> **Exercise**: Please state how many lines of the data below contain the word "chrome", treating uppercase and lowercase letters as different. Reply with the number alone.

> **Provided data**:
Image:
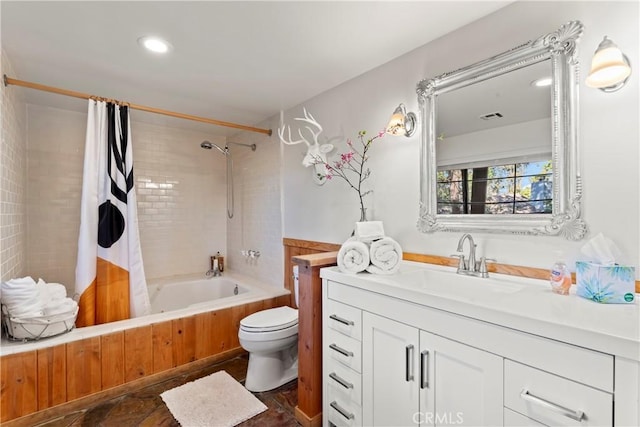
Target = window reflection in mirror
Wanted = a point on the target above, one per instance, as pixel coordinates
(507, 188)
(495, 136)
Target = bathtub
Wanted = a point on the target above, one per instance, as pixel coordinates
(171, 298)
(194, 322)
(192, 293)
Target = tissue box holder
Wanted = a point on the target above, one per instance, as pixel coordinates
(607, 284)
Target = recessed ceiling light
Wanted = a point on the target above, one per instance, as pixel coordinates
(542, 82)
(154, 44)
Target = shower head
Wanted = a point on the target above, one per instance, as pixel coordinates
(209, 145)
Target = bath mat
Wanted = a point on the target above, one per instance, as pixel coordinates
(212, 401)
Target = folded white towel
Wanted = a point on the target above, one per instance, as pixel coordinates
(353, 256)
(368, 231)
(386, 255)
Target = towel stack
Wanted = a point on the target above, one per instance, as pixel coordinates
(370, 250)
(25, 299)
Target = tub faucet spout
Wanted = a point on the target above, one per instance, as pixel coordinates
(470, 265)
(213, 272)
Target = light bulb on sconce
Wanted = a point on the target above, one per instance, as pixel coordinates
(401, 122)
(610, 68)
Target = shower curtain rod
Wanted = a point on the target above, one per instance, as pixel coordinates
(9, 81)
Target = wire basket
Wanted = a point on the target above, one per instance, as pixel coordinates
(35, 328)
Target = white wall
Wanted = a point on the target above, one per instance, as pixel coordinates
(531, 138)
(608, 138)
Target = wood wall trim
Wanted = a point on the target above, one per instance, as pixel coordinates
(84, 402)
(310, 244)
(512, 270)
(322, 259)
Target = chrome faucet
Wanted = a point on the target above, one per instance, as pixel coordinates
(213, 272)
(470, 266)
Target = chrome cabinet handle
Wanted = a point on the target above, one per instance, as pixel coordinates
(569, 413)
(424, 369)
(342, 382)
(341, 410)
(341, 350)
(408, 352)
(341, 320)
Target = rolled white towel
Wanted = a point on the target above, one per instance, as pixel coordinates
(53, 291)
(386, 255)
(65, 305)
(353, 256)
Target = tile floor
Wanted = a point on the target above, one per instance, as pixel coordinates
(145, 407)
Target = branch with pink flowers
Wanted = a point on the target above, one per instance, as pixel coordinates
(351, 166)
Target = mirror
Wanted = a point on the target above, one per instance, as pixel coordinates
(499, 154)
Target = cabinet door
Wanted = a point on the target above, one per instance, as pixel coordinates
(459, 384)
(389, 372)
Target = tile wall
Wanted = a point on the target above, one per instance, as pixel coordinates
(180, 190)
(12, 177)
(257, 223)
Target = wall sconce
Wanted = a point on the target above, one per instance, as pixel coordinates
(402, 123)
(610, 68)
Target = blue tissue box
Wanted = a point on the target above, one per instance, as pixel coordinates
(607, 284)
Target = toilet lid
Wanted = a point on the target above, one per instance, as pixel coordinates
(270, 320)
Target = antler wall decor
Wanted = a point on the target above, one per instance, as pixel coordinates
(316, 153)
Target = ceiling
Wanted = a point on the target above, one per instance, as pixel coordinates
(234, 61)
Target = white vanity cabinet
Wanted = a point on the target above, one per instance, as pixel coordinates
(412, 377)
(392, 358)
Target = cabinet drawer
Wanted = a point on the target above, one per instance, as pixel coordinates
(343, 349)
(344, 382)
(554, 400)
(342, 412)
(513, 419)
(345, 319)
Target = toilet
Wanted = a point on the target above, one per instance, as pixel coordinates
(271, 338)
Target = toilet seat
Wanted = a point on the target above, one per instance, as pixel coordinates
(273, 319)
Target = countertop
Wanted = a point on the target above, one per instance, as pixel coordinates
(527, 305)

* * *

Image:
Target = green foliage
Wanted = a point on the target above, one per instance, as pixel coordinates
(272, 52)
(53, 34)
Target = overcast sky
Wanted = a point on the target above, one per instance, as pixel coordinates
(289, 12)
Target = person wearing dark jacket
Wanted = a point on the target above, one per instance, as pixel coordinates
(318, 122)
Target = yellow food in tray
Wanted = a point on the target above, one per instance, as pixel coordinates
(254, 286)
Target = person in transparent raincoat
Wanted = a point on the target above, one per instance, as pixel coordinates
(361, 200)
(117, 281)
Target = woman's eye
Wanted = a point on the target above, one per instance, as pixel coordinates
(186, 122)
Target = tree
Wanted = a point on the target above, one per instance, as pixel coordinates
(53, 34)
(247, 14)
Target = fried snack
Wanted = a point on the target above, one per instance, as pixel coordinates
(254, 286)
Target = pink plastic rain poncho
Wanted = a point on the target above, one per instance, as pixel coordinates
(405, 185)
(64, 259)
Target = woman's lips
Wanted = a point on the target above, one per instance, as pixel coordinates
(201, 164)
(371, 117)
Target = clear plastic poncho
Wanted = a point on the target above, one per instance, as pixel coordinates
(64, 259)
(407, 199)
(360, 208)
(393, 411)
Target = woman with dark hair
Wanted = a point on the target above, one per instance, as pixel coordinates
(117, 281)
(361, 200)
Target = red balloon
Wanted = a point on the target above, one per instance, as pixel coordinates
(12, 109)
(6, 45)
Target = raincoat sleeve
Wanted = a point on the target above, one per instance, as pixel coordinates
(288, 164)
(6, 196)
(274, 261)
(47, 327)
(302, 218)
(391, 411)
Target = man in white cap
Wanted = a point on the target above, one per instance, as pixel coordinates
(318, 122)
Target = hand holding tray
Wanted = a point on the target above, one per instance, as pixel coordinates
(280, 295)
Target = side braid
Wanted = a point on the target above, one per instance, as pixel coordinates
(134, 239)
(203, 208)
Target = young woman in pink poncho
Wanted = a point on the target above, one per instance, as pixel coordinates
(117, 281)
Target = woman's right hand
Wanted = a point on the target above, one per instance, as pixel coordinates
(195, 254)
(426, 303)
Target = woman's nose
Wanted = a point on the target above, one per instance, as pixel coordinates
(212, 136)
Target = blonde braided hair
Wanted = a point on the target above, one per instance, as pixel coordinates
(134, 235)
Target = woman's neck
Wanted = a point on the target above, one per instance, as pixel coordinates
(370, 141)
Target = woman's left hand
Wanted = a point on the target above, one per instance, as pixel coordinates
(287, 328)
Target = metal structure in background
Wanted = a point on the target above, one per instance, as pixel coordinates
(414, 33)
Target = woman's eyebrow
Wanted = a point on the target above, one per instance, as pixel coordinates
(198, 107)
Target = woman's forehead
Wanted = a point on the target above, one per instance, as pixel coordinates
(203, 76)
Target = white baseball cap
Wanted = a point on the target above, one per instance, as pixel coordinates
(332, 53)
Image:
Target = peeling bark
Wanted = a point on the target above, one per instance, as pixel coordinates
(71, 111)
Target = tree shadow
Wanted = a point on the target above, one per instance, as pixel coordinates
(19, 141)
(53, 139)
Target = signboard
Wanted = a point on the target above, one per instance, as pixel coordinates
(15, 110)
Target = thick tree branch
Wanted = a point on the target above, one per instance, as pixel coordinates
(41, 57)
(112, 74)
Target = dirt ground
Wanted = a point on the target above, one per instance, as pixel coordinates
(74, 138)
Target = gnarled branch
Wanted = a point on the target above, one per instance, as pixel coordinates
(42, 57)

> **Result of this exercise**: 2